Reescribe completas las líneas del listado desde la que contiene "Target: brown belt" hasta el final del listado, ambas incluidas. Suma 13 a cada coordenada de los contornos que aparecen tras la línea "When you are ready, the outlines belong here:" y deja igual cualquier otro número.

* * * *

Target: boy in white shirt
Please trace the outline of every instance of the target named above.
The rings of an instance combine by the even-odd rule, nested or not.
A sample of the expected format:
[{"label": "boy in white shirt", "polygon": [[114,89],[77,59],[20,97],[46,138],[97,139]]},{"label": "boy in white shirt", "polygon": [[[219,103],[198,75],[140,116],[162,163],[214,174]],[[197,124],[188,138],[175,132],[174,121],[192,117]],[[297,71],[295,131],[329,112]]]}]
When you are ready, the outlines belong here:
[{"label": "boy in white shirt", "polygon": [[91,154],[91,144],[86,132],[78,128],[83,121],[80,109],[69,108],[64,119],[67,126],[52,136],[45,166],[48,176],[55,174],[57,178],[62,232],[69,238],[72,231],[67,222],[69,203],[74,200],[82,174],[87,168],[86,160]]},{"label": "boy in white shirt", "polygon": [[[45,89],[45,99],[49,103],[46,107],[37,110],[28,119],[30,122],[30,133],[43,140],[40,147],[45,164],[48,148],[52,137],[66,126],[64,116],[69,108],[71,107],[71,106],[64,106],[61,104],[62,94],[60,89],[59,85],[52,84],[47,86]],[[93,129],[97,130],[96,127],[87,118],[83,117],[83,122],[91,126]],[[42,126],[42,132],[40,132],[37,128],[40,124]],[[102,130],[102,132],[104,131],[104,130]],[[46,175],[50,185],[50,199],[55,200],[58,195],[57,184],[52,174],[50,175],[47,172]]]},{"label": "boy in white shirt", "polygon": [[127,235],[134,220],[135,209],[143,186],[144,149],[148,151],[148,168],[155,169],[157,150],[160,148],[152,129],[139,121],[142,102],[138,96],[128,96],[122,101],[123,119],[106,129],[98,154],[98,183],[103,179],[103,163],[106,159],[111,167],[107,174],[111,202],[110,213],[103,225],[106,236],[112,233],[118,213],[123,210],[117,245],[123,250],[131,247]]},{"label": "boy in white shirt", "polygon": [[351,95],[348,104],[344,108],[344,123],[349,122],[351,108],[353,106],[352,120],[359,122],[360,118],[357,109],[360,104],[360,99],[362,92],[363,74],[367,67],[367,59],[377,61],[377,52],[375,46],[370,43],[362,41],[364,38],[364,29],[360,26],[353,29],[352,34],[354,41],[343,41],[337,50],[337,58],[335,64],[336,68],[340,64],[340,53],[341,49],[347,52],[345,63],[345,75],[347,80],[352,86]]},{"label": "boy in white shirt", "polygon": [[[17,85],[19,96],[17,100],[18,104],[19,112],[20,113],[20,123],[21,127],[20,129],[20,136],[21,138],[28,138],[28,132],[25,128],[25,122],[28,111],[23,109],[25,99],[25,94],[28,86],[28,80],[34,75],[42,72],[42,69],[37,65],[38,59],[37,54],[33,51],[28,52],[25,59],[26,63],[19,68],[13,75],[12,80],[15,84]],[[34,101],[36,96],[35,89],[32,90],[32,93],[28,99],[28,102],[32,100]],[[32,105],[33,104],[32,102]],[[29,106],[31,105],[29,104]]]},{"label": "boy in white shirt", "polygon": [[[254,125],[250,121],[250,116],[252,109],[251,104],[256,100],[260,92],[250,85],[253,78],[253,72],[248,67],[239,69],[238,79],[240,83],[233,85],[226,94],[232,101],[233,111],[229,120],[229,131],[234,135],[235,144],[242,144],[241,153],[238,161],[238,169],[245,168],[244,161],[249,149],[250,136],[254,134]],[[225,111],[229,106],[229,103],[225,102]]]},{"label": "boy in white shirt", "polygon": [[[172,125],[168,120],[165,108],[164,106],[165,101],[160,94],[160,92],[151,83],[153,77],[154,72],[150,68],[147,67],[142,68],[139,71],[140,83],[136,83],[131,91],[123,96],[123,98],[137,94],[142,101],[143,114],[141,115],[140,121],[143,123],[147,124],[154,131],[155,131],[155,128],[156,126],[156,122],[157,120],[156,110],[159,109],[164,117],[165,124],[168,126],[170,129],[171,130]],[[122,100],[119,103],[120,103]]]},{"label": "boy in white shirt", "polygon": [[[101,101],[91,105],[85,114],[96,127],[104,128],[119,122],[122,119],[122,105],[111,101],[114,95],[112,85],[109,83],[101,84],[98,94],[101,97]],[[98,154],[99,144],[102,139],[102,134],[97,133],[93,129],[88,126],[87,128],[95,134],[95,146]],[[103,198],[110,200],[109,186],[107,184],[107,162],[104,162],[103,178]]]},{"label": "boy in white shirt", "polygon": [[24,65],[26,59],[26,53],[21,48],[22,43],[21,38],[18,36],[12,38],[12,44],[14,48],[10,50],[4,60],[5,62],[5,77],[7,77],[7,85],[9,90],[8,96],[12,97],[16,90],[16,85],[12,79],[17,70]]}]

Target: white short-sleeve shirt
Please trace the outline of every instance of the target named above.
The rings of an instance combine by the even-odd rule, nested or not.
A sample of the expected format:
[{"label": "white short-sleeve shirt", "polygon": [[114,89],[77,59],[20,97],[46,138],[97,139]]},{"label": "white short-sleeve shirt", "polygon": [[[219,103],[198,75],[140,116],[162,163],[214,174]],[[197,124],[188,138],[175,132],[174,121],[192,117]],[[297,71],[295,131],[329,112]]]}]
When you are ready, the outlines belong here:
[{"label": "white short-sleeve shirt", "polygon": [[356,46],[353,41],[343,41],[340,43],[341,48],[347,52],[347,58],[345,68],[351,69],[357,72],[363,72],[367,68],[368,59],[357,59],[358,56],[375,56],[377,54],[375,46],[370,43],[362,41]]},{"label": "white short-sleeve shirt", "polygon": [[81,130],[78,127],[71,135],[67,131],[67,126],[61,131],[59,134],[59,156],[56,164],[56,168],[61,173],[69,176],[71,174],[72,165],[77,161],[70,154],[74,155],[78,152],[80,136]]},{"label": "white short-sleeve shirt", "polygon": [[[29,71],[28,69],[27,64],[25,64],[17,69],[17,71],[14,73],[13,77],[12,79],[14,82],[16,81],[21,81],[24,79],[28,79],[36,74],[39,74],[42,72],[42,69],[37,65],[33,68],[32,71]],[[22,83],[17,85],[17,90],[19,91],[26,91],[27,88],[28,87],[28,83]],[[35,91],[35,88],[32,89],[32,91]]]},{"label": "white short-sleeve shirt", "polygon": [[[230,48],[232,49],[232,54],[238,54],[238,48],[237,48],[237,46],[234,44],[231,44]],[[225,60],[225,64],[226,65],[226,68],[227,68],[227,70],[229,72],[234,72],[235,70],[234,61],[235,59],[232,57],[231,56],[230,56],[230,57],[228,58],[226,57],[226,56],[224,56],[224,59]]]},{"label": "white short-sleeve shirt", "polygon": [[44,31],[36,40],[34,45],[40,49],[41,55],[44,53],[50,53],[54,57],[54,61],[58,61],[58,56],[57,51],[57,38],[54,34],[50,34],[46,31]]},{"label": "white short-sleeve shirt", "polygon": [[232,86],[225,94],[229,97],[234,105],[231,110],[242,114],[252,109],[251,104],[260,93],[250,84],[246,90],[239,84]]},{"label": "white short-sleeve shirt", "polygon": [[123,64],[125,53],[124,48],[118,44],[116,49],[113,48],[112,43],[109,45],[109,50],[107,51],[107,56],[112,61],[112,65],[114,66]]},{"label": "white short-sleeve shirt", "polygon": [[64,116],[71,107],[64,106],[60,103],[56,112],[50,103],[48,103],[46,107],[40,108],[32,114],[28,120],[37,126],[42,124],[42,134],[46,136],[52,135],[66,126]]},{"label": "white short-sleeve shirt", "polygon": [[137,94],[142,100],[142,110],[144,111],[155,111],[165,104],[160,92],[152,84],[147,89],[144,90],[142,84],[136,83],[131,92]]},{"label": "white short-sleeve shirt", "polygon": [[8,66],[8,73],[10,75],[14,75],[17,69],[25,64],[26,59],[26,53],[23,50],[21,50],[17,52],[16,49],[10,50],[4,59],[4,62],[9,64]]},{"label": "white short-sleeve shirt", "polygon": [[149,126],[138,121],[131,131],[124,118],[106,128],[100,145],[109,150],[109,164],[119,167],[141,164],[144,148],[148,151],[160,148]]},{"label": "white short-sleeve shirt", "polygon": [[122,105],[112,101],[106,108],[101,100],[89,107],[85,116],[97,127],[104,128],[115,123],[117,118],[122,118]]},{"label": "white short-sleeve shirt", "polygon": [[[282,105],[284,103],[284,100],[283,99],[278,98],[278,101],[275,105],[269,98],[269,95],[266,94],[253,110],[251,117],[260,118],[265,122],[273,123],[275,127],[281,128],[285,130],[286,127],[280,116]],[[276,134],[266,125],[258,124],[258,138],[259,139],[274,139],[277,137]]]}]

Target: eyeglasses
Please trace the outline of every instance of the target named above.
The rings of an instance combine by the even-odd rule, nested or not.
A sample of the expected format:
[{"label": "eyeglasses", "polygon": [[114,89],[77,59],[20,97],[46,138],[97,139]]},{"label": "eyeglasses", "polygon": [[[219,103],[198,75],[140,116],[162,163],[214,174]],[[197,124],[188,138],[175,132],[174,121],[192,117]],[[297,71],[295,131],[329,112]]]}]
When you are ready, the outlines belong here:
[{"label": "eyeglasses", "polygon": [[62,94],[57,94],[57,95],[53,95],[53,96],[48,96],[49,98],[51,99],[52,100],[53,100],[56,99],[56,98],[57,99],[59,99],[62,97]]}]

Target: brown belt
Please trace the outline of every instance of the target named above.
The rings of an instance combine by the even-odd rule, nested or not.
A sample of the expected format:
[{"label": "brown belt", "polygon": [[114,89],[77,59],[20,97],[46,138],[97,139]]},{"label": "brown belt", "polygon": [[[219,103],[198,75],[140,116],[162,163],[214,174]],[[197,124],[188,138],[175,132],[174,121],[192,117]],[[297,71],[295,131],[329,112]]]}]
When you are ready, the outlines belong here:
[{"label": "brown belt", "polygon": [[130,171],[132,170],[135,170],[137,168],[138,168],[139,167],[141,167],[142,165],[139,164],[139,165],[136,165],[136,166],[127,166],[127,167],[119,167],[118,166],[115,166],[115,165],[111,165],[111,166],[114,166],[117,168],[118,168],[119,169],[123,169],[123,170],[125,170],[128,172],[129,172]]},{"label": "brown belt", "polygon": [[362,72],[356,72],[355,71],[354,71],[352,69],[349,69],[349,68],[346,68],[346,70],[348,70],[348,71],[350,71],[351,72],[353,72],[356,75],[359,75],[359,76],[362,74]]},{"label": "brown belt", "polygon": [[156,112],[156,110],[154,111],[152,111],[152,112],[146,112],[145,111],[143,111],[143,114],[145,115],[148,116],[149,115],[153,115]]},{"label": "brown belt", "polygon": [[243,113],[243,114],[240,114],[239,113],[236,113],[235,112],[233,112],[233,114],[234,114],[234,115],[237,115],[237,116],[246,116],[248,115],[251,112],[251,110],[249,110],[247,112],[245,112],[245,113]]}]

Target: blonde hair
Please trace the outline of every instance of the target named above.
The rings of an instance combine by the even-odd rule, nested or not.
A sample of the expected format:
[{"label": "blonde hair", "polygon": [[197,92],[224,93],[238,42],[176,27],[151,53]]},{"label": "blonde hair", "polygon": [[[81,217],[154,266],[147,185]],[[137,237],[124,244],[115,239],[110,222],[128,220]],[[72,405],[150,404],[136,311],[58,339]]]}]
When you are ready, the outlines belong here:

* * * *

• _RESPUESTA_:
Target: brown belt
Please trace the outline of every instance of the target named above.
The rings of an instance combine by the even-odd rule, nested or not.
A sample of the expected format:
[{"label": "brown belt", "polygon": [[114,89],[77,59],[20,97],[46,138],[97,139]]},{"label": "brown belt", "polygon": [[[219,103],[198,75],[140,116],[162,163],[214,174]],[[197,124],[188,138],[175,132],[174,121],[192,117]],[[297,71],[295,131],[329,112]]]}]
When you are ready, the outlines belong here:
[{"label": "brown belt", "polygon": [[143,184],[145,183],[148,183],[150,181],[151,181],[152,180],[154,180],[155,178],[152,177],[152,178],[149,178],[149,179],[140,179],[140,180],[132,180],[131,179],[128,179],[128,178],[124,178],[124,179],[127,179],[130,181],[131,181],[132,182],[136,182],[136,183],[138,183],[141,185],[142,185]]},{"label": "brown belt", "polygon": [[375,85],[369,85],[368,84],[367,84],[365,82],[362,82],[362,81],[359,81],[359,83],[361,83],[361,84],[363,84],[364,85],[366,85],[369,88],[372,88],[372,89],[375,87]]},{"label": "brown belt", "polygon": [[169,125],[169,123],[167,124],[165,124],[165,125],[159,125],[158,124],[156,124],[156,127],[158,128],[161,129],[162,128],[166,128]]},{"label": "brown belt", "polygon": [[256,126],[256,127],[253,127],[252,126],[249,126],[248,125],[246,125],[246,127],[247,127],[247,128],[250,128],[250,129],[259,129],[261,128],[264,125],[264,123],[262,123],[260,125],[258,125],[258,126]]}]

Target: blonde hair
Please trace the outline of every instance of the target named above.
The rings of an instance combine by the even-odd rule, nested or not.
A sample of the expected format:
[{"label": "blonde hair", "polygon": [[197,92],[224,93],[238,42],[176,27],[151,53]]},{"label": "blonde hair", "polygon": [[[81,217],[154,266],[147,185]],[[137,237],[124,244],[115,239],[110,222],[128,220]],[[72,405],[150,404],[136,311],[58,339]]]}]
When you are ready, the outlines belong here:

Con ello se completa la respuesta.